● **To do**
Repeat each of the following lines word for word, in the same order.

● **Data supplied**
** begin **
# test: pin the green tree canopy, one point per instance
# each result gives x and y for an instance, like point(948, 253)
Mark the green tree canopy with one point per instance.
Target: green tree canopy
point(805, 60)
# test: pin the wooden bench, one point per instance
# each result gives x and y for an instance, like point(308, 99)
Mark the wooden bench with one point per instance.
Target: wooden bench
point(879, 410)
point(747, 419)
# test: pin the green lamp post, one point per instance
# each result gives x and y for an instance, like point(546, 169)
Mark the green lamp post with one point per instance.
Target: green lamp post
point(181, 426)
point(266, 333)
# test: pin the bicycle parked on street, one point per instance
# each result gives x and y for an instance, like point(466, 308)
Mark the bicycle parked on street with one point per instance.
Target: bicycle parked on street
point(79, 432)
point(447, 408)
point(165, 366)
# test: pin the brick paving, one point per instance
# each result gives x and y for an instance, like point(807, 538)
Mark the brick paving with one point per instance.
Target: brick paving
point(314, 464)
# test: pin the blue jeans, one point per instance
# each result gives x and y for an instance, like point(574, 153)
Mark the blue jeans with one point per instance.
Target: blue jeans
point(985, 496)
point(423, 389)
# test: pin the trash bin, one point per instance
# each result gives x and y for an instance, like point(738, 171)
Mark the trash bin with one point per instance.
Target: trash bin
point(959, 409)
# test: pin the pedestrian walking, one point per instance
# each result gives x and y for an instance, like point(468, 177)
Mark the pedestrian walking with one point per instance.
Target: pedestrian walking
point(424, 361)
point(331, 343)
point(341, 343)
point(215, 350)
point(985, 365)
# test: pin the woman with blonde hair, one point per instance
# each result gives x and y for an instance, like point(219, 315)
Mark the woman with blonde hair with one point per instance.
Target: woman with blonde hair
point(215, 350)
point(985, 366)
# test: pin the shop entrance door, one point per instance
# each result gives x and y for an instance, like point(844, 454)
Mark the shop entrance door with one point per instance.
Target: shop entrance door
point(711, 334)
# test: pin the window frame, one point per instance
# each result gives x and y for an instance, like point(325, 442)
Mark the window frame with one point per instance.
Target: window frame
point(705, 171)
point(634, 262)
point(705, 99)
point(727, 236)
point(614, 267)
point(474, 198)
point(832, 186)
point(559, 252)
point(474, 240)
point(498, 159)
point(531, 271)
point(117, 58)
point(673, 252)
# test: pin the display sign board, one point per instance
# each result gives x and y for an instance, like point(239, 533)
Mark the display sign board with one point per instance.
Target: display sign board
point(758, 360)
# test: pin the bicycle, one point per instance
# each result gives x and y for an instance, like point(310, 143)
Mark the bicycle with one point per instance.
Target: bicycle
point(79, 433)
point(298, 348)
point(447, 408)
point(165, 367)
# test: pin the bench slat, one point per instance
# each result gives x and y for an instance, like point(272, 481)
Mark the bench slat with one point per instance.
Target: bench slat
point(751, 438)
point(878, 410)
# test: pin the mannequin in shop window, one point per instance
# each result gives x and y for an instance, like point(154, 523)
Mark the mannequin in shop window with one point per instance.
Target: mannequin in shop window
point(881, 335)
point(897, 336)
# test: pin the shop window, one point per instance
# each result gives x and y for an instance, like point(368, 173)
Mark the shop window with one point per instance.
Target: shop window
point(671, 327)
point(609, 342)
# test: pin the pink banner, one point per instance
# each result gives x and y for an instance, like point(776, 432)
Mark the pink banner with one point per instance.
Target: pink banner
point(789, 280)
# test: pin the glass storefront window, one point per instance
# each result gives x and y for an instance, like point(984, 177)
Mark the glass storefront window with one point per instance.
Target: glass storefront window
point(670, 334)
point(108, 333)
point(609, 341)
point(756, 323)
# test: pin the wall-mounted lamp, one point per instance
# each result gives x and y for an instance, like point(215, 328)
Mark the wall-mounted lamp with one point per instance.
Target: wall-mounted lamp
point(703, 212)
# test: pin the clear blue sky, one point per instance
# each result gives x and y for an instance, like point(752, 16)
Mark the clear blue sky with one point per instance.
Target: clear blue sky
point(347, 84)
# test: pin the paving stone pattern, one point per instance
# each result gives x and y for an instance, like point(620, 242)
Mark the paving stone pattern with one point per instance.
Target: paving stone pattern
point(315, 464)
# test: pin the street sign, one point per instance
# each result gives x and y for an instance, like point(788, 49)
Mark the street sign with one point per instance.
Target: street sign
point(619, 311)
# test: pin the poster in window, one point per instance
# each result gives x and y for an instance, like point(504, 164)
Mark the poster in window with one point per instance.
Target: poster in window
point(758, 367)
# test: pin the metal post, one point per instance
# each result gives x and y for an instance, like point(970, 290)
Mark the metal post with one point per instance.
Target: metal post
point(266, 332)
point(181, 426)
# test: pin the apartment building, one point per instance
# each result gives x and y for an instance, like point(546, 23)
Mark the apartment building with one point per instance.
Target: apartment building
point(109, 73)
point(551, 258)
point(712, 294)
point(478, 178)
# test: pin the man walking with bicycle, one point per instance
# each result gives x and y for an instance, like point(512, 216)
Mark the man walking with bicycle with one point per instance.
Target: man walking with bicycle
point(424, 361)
** end **
● **Output below**
# test: pin the green tree canopy, one point per instance
# each result gives x and y for an instance, like point(948, 253)
Mark the green tree canopy with one point per instance.
Target: green tree canopy
point(805, 60)
# test: pin the wooden bench, one point per instance
# each result gives x and y for an instance, like point(308, 99)
Mark the wooden bench with one point per instance.
Target: wooden bench
point(879, 410)
point(747, 419)
# test: pin the green lamp post, one point per instance
# each result gives x and y for an instance, like point(546, 169)
Mark the green lamp post with one point per instance.
Target: green lamp post
point(181, 426)
point(266, 333)
# test: pin the bicycle parked on street, one point per instance
# each result gives x and y for an instance, like point(466, 308)
Mark the bicycle parked on street with one point per instance.
Target: bicycle parked on street
point(79, 432)
point(447, 408)
point(165, 366)
# test: pin the brick paving, one point per instance
# each result gives x and y for an instance, like point(807, 538)
Mark the brick paving with one point per instance.
Target: brick paving
point(314, 464)
# test: pin the blue jeans, one point per instance
# each result gives x and y for an instance, like point(574, 153)
Mark the blue jeans with one point per instance.
Target: blue jeans
point(985, 496)
point(423, 389)
# test: pin the trash bin, one point per instance
# each result gives x and y for an instance, like point(738, 171)
Mark the trash bin with one point per instance.
Target: trash bin
point(959, 409)
# test: pin the pedestrian walking, one point per instance
# each result gives x and y for an instance, like point(468, 177)
Mark the pedestrian walking with one point per instance.
Target: pedestrian walking
point(424, 361)
point(331, 343)
point(341, 343)
point(215, 350)
point(985, 365)
# test: pin the woman with blonde hair, one point per instance
# each result gives x and y for an instance, like point(219, 315)
Mark the woman with blonde hair with one point per instance.
Target: woman with blonde hair
point(215, 350)
point(985, 366)
# test: pin the shop entrance door, one point per instance
# each result gives x and y for an instance, like point(844, 454)
Mark the shop entrance door with one point per instance.
Target: shop entrance door
point(711, 334)
# test: pin the window frame, one point per instance
# each result gives x and y for an instance, like point(325, 442)
Mark the window frame with one point per instance.
Target: window frame
point(705, 171)
point(634, 262)
point(705, 99)
point(727, 236)
point(614, 267)
point(474, 198)
point(832, 186)
point(559, 252)
point(474, 240)
point(498, 159)
point(531, 271)
point(117, 58)
point(673, 252)
# test: pin the display sign board, one point per instance
# each result gives x and y for an instance, like point(239, 533)
Mark the display sign board with one point per instance.
Target: display sign board
point(758, 360)
# test: pin the bicycle, one point per instance
# each result gives x and y for an instance, like point(310, 143)
Mark the bicycle with one point per instance.
Target: bicycle
point(79, 433)
point(298, 348)
point(447, 408)
point(165, 367)
# test: pin the bench slat, one point per instance
# each result gives x and y for an instance, like point(272, 481)
Mark the bench slat with one point per instance.
Target: bench slat
point(751, 438)
point(878, 410)
# test: pin the mannequin in shop window, one point per instance
# each result gives x and y for an instance, like point(154, 523)
Mark the mannequin in shop window with one point per instance.
Target: mannequin in shop window
point(881, 335)
point(897, 336)
# test: pin the shop window, one point per instance
# each result gives x and y for an instance, like point(368, 173)
Mark the shop window with one point per instance.
Target: shop window
point(671, 327)
point(609, 342)
# test: pin the pink banner, one point per instance
# each result gives x and y for an instance, like point(776, 432)
Mark the pink banner with one point per instance.
Target: pink banner
point(789, 280)
# test: pin the glass storefront window, one point per instance
# each result gives x and y for an instance, like point(984, 177)
Mark the glass storefront window with one point per instance.
Target: glass storefront window
point(670, 334)
point(108, 333)
point(609, 341)
point(756, 323)
# test: pin the wall-mounted lamp, one point per instance
# each result gives x and y for an instance, like point(215, 328)
Mark the wall-mounted lamp with one point per instance.
Target: wall-mounted lamp
point(703, 212)
# test: pin the clear blue sky, one point per instance
# each result gives x and y for an instance, like point(752, 16)
Mark the clear blue sky with one point per instance.
Target: clear blue sky
point(347, 84)
# test: pin the paving stone pattern, one point per instance
# each result gives x and y for an instance, like point(620, 242)
Mark the paving stone pattern with one point per instance.
Target: paving stone pattern
point(315, 464)
# test: pin the street sign, one point per instance
# each result gives x and y for an instance, like point(788, 49)
Mark the street sign with one point per instance.
Target: street sign
point(619, 311)
# test: pin the poster in window, one point per instance
# each result gives x and y for an instance, like point(504, 164)
Mark the poster in window with one point per instance.
Target: poster in window
point(758, 367)
# test: pin the metal post, one point per instance
# each result gives x and y for an instance, like point(970, 290)
Mark the metal post with one point per instance.
Target: metal post
point(266, 332)
point(181, 426)
# test: pin the apartment building, one point per instance
# each result gives x and y for an instance, like point(546, 23)
Mark the apartment building with one point per instance.
Target: apartment building
point(109, 73)
point(551, 258)
point(712, 294)
point(478, 178)
# test: pin the man walking with bicycle, one point per instance
# each result gives x and y for an instance, like point(512, 216)
Mark the man walking with bicycle with one point per instance.
Target: man walking with bicycle
point(424, 361)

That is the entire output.